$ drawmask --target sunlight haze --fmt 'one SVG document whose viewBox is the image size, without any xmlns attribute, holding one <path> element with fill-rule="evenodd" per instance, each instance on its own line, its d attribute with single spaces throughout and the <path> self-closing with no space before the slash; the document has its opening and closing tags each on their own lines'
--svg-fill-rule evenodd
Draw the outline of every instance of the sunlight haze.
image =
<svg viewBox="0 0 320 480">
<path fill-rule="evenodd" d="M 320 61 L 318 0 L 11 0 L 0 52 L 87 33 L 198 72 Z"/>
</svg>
::::::::::
**Given task**
Write out every one of the rows above verbatim, keeping each line and its characters unchanged.

**Solution to this exercise**
$ drawmask --target sunlight haze --fmt 'one SVG document whose viewBox is the image size, without any xmlns attribute, holding one <path> element with fill-rule="evenodd" per instance, each instance on its own line, its d attribute with single spaces throughout and the <path> self-closing with no space before the slash; the document has its opening and closing tags each on their own lines'
--svg-fill-rule evenodd
Draw the outline of every instance of the sunlight haze.
image =
<svg viewBox="0 0 320 480">
<path fill-rule="evenodd" d="M 320 61 L 318 0 L 11 0 L 0 52 L 87 33 L 198 72 Z"/>
</svg>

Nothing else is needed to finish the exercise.